Exercise instructions:
Using the records below, output the stretch that opens with the line containing "Target: faucet handle" and closes with the line containing "[(127, 241)]", exactly and including both lines, with nothing more.

START Dataset records

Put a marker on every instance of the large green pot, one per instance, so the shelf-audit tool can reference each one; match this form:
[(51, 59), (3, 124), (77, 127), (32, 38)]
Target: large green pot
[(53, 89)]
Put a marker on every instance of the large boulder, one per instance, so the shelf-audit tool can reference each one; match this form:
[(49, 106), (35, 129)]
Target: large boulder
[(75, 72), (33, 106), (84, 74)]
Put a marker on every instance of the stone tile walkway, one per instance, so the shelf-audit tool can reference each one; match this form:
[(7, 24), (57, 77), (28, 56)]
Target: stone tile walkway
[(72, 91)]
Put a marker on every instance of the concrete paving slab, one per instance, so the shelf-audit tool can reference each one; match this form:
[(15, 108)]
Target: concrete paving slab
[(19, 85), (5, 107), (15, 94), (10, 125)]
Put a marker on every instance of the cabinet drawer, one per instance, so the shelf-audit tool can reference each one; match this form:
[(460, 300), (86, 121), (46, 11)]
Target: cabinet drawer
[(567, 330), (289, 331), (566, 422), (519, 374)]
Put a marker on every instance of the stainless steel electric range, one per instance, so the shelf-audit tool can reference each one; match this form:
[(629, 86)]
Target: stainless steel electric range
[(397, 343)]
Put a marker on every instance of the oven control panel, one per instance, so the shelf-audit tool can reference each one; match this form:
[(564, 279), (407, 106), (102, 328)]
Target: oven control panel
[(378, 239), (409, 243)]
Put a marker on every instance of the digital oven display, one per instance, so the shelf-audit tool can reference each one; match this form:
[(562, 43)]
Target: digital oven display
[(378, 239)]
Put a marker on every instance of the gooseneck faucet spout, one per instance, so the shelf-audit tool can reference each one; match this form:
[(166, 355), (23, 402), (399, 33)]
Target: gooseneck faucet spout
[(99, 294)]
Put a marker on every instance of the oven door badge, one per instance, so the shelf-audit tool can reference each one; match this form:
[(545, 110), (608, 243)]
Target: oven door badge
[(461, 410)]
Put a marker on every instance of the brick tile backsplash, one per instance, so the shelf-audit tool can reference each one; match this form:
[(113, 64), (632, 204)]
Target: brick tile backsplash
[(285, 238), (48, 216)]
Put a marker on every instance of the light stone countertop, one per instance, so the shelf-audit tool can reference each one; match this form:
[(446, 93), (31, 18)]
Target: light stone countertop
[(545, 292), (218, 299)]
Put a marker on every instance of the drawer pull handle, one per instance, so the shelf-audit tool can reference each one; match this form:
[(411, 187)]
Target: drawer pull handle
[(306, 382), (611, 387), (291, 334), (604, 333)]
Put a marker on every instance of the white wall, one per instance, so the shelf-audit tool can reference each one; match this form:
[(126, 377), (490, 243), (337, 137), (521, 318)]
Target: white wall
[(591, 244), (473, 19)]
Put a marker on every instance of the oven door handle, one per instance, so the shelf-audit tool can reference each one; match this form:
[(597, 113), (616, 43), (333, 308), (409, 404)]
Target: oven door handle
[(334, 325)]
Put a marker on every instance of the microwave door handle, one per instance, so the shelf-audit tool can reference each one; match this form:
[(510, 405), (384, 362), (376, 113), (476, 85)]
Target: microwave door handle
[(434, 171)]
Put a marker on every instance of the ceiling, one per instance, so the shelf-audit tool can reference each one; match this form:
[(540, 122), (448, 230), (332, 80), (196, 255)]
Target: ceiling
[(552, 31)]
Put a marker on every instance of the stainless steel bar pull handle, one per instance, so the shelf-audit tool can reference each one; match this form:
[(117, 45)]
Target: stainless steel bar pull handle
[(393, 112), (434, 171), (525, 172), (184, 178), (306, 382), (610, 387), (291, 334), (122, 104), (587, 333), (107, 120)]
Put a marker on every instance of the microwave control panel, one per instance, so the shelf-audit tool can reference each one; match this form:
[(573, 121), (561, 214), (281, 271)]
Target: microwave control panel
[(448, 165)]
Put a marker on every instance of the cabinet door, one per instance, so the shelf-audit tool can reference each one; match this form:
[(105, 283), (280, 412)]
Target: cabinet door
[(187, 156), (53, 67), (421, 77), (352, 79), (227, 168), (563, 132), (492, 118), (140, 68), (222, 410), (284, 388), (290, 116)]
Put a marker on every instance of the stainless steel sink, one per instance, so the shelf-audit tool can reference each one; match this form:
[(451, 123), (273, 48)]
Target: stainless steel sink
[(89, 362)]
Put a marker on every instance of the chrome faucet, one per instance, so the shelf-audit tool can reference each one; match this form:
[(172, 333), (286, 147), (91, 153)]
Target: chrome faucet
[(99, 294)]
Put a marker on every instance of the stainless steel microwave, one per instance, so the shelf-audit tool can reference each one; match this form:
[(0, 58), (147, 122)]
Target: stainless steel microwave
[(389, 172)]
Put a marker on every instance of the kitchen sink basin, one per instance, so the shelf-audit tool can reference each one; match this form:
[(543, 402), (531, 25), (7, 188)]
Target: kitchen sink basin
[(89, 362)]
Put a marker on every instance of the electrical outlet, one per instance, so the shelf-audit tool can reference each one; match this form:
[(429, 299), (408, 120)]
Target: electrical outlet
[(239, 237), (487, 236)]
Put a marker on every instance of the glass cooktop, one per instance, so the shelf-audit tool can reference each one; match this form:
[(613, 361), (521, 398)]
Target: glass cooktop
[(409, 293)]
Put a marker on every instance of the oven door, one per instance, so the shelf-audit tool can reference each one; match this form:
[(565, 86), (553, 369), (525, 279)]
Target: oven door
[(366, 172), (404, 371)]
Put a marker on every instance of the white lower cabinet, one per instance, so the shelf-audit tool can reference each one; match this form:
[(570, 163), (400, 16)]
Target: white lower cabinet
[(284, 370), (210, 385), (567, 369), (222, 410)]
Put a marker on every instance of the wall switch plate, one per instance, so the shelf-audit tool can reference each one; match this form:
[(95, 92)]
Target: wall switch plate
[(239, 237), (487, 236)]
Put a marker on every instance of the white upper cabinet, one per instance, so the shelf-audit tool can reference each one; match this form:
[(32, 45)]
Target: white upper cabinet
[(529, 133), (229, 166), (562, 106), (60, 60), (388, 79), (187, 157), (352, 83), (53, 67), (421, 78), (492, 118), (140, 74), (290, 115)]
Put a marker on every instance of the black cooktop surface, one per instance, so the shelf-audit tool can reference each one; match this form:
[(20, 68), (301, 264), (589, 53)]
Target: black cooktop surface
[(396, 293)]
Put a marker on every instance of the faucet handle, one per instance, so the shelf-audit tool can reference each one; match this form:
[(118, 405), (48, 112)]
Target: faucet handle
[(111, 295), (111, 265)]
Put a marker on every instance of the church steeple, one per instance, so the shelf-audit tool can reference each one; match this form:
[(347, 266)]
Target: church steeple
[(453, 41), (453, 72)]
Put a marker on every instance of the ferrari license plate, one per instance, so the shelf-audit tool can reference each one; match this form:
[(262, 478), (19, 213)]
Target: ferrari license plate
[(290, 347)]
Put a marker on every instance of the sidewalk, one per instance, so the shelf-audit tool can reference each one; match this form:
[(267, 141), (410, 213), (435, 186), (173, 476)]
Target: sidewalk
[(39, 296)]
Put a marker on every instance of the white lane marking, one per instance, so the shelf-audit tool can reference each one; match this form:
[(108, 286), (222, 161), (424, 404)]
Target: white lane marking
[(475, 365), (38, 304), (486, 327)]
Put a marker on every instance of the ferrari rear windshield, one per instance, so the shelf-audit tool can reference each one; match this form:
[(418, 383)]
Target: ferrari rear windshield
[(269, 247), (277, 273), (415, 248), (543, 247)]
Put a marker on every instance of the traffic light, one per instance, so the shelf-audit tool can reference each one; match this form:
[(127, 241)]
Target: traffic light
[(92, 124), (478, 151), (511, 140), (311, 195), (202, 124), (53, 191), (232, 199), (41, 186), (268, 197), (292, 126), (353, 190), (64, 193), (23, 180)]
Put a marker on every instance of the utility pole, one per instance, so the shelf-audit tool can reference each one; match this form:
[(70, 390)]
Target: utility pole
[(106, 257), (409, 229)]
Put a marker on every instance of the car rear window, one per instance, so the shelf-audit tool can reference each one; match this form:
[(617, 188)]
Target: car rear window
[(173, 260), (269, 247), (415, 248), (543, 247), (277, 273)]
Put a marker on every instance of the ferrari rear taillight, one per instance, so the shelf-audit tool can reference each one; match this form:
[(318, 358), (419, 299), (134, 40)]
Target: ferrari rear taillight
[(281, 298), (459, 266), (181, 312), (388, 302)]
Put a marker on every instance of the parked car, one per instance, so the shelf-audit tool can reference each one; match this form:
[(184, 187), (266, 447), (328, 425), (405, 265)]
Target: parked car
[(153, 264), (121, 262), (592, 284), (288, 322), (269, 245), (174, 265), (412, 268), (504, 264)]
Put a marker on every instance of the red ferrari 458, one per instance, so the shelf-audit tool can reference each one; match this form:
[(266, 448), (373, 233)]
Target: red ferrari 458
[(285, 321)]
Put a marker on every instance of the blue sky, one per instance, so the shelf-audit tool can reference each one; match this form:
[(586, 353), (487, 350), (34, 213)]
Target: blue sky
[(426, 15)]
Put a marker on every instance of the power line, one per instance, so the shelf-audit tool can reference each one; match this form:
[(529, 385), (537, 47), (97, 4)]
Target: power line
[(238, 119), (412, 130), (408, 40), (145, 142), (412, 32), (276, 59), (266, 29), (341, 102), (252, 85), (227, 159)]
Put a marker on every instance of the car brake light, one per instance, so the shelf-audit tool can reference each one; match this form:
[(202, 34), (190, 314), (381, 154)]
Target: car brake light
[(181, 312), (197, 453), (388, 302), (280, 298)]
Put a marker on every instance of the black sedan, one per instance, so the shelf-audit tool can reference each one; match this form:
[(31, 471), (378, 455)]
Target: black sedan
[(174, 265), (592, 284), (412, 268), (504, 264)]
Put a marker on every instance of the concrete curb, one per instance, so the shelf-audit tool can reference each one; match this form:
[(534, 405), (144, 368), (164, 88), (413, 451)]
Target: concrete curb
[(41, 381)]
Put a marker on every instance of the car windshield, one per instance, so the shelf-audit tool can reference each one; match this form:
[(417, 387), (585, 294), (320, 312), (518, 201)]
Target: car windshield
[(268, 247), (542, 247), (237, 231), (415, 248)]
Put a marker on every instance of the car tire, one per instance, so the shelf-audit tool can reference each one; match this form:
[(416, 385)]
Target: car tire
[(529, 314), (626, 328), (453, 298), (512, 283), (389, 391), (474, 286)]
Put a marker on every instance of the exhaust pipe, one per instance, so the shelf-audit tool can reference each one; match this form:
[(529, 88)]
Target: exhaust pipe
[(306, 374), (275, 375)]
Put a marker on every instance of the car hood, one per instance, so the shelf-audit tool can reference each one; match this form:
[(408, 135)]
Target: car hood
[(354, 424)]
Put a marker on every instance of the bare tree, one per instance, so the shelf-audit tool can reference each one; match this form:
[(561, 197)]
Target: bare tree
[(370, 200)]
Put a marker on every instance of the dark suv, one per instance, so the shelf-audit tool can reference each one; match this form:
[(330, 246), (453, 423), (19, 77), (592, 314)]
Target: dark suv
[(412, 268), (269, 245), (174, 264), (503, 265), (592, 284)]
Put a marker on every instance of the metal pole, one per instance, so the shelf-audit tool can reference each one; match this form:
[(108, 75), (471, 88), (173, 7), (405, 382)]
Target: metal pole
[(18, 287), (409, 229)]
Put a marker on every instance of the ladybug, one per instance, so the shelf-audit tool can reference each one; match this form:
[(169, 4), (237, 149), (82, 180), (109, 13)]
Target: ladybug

END Dataset records

Task response:
Target: faucet handle
[(111, 295), (111, 265)]
Put a marker on every instance of the church steeple, one per instance, so the shelf-audit tool can reference each one; match this form:
[(347, 266)]
Target: church steeple
[(453, 41), (453, 72)]
Put a marker on every instance of the ferrari license plate, one per instance, so the shelf-audit tool can reference each one; match this form:
[(262, 478), (19, 213)]
Target: ferrari license plate
[(290, 347)]
Put a marker on every instance of the sidewalk, one per instance, so the shelf-audit tool can reference each one; match this form:
[(267, 141), (410, 213), (435, 186), (173, 476)]
Target: sidewalk
[(39, 296)]
Put a marker on every instance of the white lane marking, one per instance, so the shelf-audit tool can reference each one; match this form:
[(108, 286), (222, 161), (424, 404)]
Target: white lane marking
[(475, 365), (38, 304), (486, 327)]
Put a marker on every instance of the ferrari rear windshield, one per instance, so the shelf-audit tool can reference each one; match this form:
[(418, 383)]
Target: ferrari rear windshield
[(269, 247), (277, 273), (415, 248), (543, 247)]
Put a marker on every instance of the traffic light, one per instance, so the shelf-audit tool can reference each one; match this form:
[(127, 241)]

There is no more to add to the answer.